* _PROVIDED ENTRIES_

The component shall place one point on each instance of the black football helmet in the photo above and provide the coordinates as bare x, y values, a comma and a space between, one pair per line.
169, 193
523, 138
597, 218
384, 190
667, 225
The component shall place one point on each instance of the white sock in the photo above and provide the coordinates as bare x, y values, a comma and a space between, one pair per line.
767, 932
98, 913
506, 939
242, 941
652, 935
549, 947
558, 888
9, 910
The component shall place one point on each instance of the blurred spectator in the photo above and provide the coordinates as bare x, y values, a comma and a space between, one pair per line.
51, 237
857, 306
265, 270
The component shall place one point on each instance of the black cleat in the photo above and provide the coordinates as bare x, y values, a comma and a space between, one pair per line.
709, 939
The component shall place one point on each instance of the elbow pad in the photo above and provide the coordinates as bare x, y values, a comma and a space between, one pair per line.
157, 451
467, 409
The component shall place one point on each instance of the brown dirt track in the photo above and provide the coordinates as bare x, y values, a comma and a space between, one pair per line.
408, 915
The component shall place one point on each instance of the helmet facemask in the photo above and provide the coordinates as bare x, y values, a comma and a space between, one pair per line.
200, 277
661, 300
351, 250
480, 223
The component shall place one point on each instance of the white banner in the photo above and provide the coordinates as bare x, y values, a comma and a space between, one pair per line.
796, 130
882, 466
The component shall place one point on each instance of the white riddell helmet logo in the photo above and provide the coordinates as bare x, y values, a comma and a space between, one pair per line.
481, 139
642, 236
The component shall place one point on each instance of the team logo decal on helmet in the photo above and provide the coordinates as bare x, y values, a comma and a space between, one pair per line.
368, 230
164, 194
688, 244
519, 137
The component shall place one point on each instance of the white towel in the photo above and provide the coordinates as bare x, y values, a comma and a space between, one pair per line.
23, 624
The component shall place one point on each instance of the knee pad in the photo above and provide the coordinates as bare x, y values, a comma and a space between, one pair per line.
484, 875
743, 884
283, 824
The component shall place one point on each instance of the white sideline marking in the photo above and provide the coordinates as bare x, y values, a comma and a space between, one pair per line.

* _EXERCISE DESCRIPTION_
Please return all of the records exactly.

* _ANSWER TO THIS TASK_
The component shall place one point on each instance of the black football helmet in the photo above and provide the coordinates as bare x, y values, a comma and a space between, one pair per line.
169, 193
523, 138
597, 218
384, 190
667, 225
The component shall place one point on each instance of the white sock in the photo above and provide the coordinates as bare x, y values, a comma and a space between, one pair per line.
767, 932
98, 913
506, 939
242, 941
652, 935
549, 947
558, 888
9, 910
The component shall place one point on each instance of the blurred spectator in the photo above and provide the coordinates as bare x, y values, a comma and a space between, one pair per line.
51, 237
857, 306
265, 270
The component shall place one point on each instance of the black cleat in the photo above and provide the coordinates as bare x, y values, a comma and a space between, one pair per line.
709, 939
The component shall place one point on each instance of the elbow pad in the photo above and provide the coordinates as bare x, y values, a comma and a space between, one pair per line.
157, 451
467, 409
The component shall place one point on each instance of the brown dirt track in the photo above and provide the coordinates as bare x, y values, a comma and a space between, one pair per line.
408, 915
The component shall place one point on each instance of the helmet facemask in the photo above and provide the coordinates as bare x, y values, a comma and a space between, one pair per line.
200, 277
661, 300
351, 250
480, 223
The component shall place one point on each instance of the white banner in the photo above and provide the coordinates as bare x, y values, a comma and a space between, one pair per line.
796, 130
882, 466
The component shall place one point on each instance of the white riddell helmet logo in the photo above and provide the coordinates as bare x, y values, a comma and a space between, one pair per line.
481, 139
642, 236
The component shall place one point on each instance of the team logo decal on helmet in the photo above and provide the coordinates as bare x, y values, a comma and a space between, one pair per line.
368, 230
164, 194
688, 244
519, 137
The component shall place one point on each instance of the white towel in the photo above and provide the coordinates as bare x, y values, a comma and a space between, one pair per line.
23, 624
The component shall place one point on each instance of the knee pad in the photo above and provide the coordinates as bare x, y values, a comma and a space between, one pair per line.
484, 875
743, 884
283, 824
The component shall place one point on each instance of the white sideline marking in the photo above and provide the coordinates as bare x, y values, a comma and a space between, one pair per line.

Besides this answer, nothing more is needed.